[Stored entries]
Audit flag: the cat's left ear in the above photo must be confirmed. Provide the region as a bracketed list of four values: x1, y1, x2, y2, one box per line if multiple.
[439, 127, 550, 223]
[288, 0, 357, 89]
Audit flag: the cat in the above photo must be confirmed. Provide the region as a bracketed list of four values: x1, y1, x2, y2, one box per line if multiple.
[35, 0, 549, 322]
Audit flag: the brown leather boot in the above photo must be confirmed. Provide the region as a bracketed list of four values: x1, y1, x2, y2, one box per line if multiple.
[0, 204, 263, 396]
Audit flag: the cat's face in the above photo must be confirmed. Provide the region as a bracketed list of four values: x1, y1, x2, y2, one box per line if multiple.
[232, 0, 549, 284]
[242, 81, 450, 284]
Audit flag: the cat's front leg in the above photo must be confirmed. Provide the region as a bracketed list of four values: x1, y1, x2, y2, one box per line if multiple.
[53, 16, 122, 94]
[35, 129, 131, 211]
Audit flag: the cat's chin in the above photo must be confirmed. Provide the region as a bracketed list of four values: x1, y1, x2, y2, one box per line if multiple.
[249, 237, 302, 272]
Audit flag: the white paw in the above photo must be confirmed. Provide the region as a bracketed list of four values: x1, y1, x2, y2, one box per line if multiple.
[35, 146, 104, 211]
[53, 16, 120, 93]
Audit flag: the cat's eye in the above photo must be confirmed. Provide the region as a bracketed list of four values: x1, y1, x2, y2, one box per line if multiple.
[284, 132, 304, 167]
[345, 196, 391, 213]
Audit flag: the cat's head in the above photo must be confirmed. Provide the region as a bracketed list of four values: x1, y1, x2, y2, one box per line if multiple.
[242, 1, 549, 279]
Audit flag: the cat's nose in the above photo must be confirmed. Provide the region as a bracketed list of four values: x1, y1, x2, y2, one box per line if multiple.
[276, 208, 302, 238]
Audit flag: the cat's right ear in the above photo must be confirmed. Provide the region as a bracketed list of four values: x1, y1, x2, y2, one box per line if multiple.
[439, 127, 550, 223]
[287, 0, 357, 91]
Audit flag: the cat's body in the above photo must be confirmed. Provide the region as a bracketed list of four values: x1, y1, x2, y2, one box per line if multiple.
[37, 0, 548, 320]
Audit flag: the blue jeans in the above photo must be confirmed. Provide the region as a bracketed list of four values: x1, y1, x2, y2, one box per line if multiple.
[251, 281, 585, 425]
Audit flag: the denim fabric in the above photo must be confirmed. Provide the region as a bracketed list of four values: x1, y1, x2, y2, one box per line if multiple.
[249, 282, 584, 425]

*Problem details*
Reproduce the lines of the records exactly, starting at the first line and ending at the line that contains "[35, 0, 549, 322]".

*Complete answer*
Audit flag: the cat's left ear in the above photo must be confirmed. Provide the region as a bracketed list of four values: x1, y1, x2, y2, one box per line if multiple.
[439, 127, 550, 223]
[288, 0, 357, 89]
Audit flag: the cat in the above photo must be confirmed. Provide the region as a bracketed list of four values: x1, y1, x2, y2, one box per line if multiple.
[35, 0, 549, 322]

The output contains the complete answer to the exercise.